• Written instruction
Give every line below from the one containing "the priest's clasped" down to the one containing "(1120, 713)", both included, as a JSON list of strings with one string per line and blank lines left out.

════════════════════

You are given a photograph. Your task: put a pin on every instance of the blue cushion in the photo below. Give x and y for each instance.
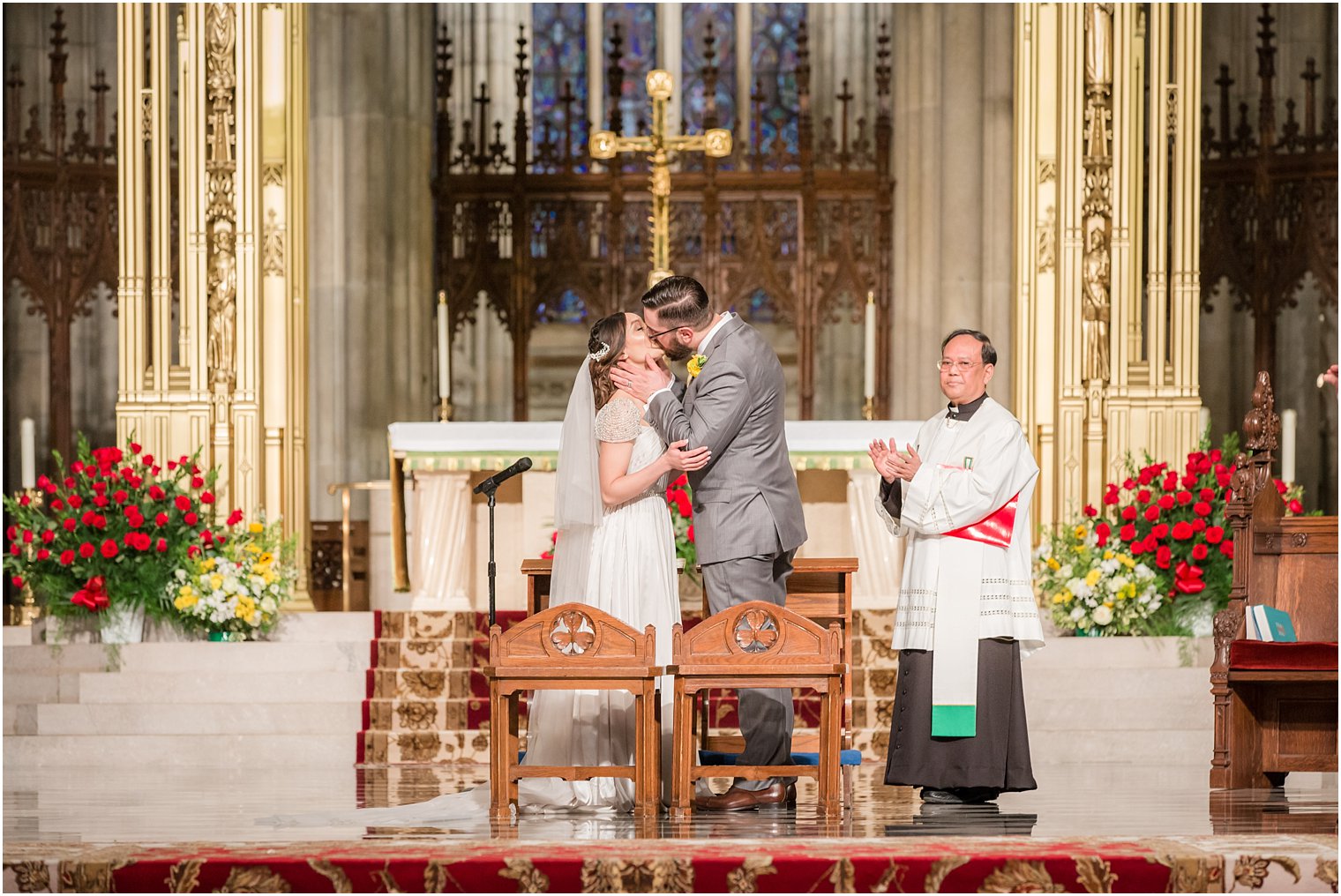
(715, 758)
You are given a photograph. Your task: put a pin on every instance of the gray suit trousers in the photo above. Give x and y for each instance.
(766, 715)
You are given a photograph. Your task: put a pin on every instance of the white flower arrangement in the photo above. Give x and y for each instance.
(1095, 587)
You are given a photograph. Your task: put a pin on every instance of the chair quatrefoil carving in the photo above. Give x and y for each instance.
(757, 631)
(573, 633)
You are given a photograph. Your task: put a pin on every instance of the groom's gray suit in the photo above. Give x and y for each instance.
(745, 506)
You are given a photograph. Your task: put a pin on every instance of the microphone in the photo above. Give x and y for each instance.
(499, 478)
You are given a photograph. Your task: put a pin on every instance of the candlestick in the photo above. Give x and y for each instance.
(27, 452)
(444, 349)
(869, 385)
(1289, 424)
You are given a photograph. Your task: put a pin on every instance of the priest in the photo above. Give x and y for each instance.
(966, 613)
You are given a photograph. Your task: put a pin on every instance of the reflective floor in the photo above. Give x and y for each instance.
(98, 806)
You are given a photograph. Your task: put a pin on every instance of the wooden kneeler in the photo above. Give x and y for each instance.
(757, 646)
(572, 646)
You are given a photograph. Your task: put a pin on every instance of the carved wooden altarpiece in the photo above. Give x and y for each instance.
(1269, 198)
(531, 219)
(59, 215)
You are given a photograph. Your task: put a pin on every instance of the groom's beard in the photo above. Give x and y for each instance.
(678, 350)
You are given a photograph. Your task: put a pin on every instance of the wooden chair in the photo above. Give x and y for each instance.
(1276, 705)
(572, 646)
(757, 646)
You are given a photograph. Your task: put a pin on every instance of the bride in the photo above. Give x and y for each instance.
(616, 551)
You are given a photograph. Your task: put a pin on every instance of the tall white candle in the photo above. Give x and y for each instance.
(27, 452)
(444, 349)
(1289, 424)
(869, 384)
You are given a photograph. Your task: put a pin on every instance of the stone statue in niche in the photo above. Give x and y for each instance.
(223, 308)
(1096, 306)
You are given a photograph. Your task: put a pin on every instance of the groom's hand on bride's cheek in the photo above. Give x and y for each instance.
(641, 380)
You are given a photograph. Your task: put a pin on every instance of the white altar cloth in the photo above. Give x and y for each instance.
(814, 444)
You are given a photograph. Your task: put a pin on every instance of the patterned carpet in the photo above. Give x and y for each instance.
(995, 865)
(428, 700)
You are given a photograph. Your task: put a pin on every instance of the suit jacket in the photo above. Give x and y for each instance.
(745, 502)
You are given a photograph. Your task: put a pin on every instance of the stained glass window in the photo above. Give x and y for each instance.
(567, 309)
(559, 58)
(773, 56)
(695, 18)
(639, 56)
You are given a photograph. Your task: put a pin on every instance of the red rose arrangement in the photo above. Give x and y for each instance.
(680, 499)
(110, 530)
(1173, 522)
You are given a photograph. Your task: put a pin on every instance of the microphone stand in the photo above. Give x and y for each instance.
(494, 569)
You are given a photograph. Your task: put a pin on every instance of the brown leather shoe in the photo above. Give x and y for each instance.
(776, 795)
(734, 800)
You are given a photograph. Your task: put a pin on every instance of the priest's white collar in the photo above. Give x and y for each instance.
(964, 411)
(707, 339)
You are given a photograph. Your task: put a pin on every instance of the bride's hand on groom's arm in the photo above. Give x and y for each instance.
(641, 380)
(687, 460)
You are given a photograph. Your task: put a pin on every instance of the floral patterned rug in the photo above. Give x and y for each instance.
(869, 865)
(428, 700)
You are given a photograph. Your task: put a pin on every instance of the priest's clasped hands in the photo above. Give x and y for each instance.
(892, 463)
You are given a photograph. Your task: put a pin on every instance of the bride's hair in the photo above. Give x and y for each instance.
(605, 345)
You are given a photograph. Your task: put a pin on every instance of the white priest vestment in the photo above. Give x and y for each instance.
(959, 585)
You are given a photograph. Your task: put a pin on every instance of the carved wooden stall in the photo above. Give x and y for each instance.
(61, 213)
(523, 213)
(1276, 703)
(1269, 198)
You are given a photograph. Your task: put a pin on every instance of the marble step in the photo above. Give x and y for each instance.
(133, 751)
(325, 627)
(1106, 684)
(221, 687)
(1136, 747)
(1124, 653)
(18, 635)
(145, 719)
(41, 687)
(67, 658)
(1120, 713)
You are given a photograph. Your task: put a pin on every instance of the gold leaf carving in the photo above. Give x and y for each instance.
(1095, 875)
(388, 882)
(894, 876)
(745, 877)
(89, 876)
(184, 876)
(650, 876)
(332, 872)
(528, 878)
(1018, 876)
(843, 876)
(1251, 870)
(255, 878)
(1327, 872)
(35, 877)
(940, 870)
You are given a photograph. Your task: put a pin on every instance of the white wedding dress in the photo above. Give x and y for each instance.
(632, 576)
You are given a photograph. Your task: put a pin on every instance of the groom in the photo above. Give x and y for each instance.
(745, 504)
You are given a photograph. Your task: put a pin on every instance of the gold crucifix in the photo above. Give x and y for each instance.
(606, 144)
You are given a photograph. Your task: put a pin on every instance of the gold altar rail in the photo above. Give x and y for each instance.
(346, 527)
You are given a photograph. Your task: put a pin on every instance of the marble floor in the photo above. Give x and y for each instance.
(90, 805)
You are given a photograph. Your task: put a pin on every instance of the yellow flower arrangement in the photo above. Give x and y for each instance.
(237, 589)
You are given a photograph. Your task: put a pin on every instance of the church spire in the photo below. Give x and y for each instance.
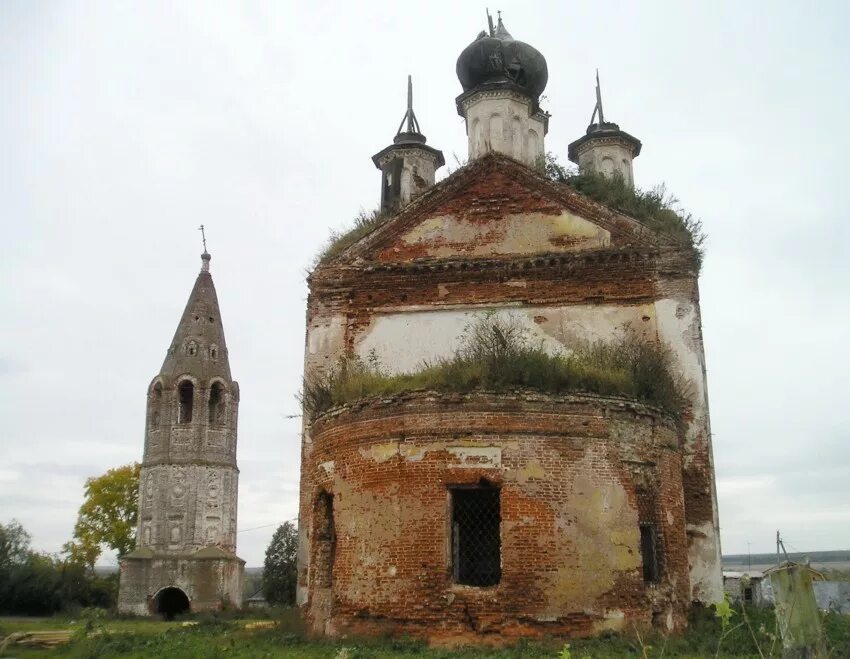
(409, 116)
(604, 148)
(205, 257)
(198, 347)
(408, 166)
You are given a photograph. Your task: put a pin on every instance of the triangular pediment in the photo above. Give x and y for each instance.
(497, 208)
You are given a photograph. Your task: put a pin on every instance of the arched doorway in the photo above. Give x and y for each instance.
(170, 602)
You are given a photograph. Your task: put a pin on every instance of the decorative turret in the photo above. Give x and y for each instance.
(186, 539)
(408, 167)
(605, 148)
(502, 80)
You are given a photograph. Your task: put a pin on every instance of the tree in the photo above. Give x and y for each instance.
(279, 572)
(108, 516)
(14, 544)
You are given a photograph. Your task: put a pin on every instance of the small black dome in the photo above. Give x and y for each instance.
(499, 58)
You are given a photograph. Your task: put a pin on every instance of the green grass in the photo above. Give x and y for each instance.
(225, 638)
(496, 354)
(364, 223)
(656, 208)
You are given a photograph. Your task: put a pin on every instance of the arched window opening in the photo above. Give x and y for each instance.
(217, 404)
(325, 547)
(171, 602)
(155, 403)
(186, 394)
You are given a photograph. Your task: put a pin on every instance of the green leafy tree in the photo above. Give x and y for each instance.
(14, 544)
(107, 517)
(279, 572)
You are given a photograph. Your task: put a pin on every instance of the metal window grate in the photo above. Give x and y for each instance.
(476, 545)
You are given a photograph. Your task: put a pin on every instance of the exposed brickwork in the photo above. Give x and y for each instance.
(569, 470)
(637, 276)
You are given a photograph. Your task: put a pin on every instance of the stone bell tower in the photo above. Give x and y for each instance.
(186, 539)
(408, 166)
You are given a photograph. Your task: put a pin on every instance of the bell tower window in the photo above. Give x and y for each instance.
(217, 404)
(186, 395)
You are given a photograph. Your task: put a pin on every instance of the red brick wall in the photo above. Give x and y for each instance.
(568, 469)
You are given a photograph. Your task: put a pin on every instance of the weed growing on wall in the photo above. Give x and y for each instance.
(364, 223)
(656, 208)
(496, 353)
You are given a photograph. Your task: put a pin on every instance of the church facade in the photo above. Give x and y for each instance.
(185, 557)
(494, 513)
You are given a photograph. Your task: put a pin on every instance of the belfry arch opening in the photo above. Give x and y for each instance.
(186, 395)
(217, 404)
(171, 602)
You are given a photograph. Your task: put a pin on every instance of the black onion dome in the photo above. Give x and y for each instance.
(499, 58)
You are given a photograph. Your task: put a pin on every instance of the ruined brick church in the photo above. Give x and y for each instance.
(520, 513)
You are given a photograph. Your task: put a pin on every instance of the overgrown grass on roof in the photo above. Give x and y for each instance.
(339, 241)
(656, 208)
(497, 354)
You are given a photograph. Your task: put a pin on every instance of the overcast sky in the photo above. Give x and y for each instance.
(125, 125)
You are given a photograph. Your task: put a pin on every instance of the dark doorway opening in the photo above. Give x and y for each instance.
(171, 602)
(476, 545)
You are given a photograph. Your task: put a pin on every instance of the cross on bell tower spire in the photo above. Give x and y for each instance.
(409, 116)
(205, 257)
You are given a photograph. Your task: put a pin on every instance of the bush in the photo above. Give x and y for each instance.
(364, 223)
(656, 208)
(496, 354)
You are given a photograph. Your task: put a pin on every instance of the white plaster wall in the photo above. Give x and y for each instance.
(402, 341)
(679, 325)
(608, 158)
(501, 121)
(516, 233)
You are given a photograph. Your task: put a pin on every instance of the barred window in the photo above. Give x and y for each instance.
(649, 551)
(476, 544)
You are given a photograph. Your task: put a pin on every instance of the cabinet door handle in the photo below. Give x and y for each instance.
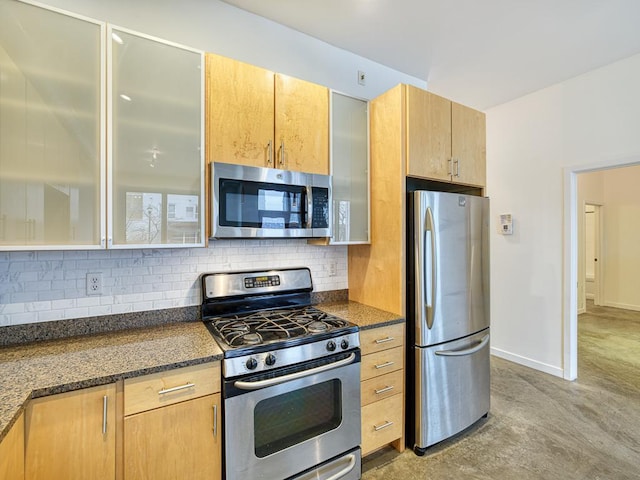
(175, 389)
(215, 420)
(384, 425)
(384, 340)
(385, 364)
(105, 403)
(282, 153)
(383, 390)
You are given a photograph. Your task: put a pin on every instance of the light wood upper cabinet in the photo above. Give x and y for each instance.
(72, 435)
(445, 140)
(239, 112)
(260, 118)
(469, 145)
(301, 125)
(182, 440)
(12, 452)
(428, 135)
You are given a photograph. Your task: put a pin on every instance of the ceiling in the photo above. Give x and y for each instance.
(480, 53)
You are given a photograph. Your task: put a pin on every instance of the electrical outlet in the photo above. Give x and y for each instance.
(362, 78)
(333, 269)
(94, 283)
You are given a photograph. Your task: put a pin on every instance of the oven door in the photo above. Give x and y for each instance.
(275, 429)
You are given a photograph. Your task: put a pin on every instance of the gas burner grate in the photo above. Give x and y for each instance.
(272, 325)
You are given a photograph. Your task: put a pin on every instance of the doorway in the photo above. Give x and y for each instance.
(575, 254)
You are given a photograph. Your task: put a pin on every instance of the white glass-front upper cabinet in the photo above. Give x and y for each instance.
(52, 106)
(155, 138)
(350, 169)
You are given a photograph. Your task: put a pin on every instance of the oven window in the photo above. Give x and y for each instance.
(294, 417)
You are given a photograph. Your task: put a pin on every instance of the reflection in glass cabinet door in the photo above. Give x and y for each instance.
(156, 161)
(51, 129)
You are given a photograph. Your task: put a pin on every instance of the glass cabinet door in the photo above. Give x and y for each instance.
(51, 129)
(156, 161)
(350, 169)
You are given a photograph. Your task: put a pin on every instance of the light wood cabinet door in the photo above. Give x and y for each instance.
(428, 135)
(178, 441)
(468, 148)
(72, 435)
(239, 112)
(12, 452)
(301, 125)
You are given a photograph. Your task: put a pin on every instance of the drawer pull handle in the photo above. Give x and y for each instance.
(383, 390)
(384, 340)
(385, 364)
(175, 389)
(384, 425)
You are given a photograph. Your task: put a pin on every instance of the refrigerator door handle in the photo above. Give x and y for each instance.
(430, 268)
(467, 351)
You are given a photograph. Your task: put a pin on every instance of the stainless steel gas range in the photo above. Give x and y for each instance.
(291, 378)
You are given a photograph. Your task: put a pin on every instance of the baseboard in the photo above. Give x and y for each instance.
(528, 362)
(624, 306)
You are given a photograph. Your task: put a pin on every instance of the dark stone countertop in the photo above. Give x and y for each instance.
(37, 369)
(46, 368)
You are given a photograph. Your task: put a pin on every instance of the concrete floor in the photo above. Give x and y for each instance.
(544, 427)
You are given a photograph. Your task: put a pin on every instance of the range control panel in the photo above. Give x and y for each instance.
(263, 281)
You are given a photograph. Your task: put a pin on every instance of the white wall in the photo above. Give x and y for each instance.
(44, 286)
(587, 122)
(214, 26)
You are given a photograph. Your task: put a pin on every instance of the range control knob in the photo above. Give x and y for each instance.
(251, 363)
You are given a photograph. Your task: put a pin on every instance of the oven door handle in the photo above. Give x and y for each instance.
(242, 385)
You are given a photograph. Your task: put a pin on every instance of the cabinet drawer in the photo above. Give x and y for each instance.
(383, 362)
(384, 386)
(381, 423)
(173, 386)
(383, 338)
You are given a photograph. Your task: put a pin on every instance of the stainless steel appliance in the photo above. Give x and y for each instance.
(254, 202)
(291, 378)
(447, 315)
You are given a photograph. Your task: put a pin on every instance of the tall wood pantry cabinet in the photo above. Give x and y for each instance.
(260, 118)
(413, 133)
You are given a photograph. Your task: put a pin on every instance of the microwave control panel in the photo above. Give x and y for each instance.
(320, 208)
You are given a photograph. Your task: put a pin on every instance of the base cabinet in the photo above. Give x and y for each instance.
(172, 425)
(178, 441)
(72, 435)
(382, 387)
(12, 453)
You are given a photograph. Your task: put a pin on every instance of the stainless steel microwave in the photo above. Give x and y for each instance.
(255, 202)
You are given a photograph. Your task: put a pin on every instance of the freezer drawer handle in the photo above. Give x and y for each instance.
(383, 390)
(385, 364)
(384, 425)
(469, 351)
(175, 389)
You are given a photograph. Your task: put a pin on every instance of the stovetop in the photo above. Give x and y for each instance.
(264, 320)
(267, 327)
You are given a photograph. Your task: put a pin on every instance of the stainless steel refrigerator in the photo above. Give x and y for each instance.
(447, 315)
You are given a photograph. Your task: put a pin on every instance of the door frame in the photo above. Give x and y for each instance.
(570, 259)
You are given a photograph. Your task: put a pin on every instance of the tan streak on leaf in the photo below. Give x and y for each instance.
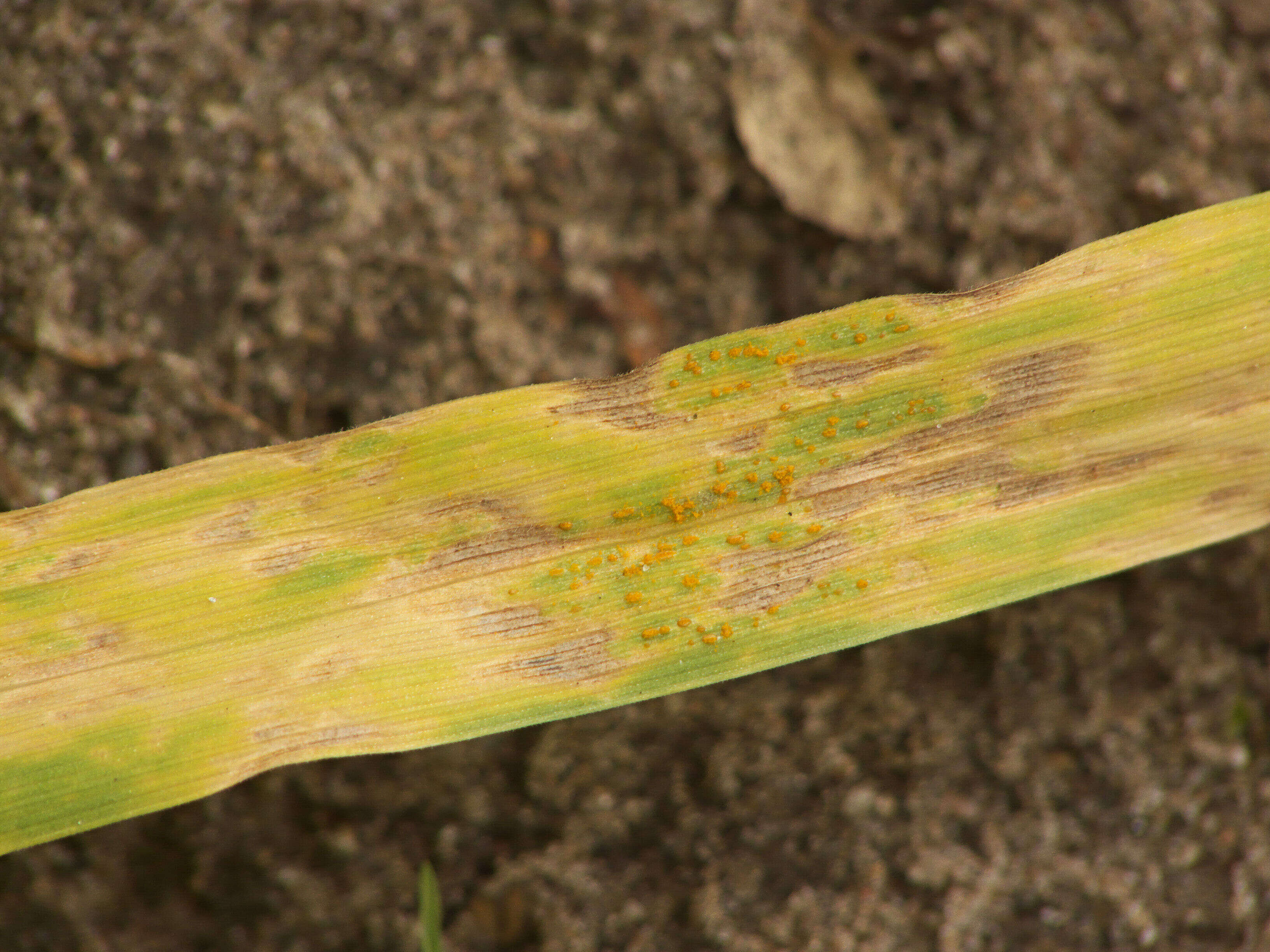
(75, 562)
(495, 551)
(582, 659)
(823, 372)
(768, 577)
(624, 402)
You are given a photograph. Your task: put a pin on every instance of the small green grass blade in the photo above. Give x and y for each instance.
(430, 909)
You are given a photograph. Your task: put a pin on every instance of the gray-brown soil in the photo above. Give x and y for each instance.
(229, 222)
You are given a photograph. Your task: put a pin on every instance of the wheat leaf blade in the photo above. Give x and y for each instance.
(543, 553)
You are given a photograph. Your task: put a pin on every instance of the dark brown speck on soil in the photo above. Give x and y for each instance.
(229, 222)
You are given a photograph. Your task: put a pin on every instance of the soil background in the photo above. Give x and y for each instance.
(226, 224)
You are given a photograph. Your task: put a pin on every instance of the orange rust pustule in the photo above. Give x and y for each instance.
(817, 374)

════════════════════

• Expected answer
[
  "You are given a photograph. Your task: put a pin on every instance of the priest's clasped hands in the photo above. Give x and y for each instance.",
  "(892, 463)",
  "You are given a photograph. Your task: put a pin on every instance of the bride's hair in the photo above. Give x and y for each instance.",
  "(605, 345)",
  "You are given a photograph. Your task: put a pin on every instance of the white priest vestment in the photo above. Give x and y for each instance.",
  "(959, 585)",
  "You are given a photograph. Your task: put a pin on every instance of the carved wooden stall in the photo above. Give x and y for each instance.",
  "(61, 213)",
  "(523, 213)",
  "(1276, 703)",
  "(1269, 198)",
  "You are given a photograph. Your task: put a pin on every instance of the marble step in the photo above. Give x and y for each instance.",
  "(133, 751)",
  "(325, 627)",
  "(1106, 684)",
  "(221, 687)",
  "(1136, 747)",
  "(1124, 653)",
  "(18, 635)",
  "(145, 719)",
  "(41, 687)",
  "(67, 658)",
  "(1120, 713)"
]